→ **DESCRIPTION OF THE TASK**: Copy each line below in which the string "pixel" occurs.

(Natural language region descriptions)
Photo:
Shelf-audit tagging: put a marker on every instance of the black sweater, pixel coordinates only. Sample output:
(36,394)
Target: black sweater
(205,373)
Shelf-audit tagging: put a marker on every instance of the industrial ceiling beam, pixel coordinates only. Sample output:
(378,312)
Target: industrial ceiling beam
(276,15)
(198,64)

→ **RESULT OF THIS TASK**:
Shelf-audit tagging: put a marker on every instance of the black sweater, pixel coordinates only. Sample output:
Shelf-audit tagging: put a marker on every instance of the industrial ceiling beam, pixel coordinates only. Sample output:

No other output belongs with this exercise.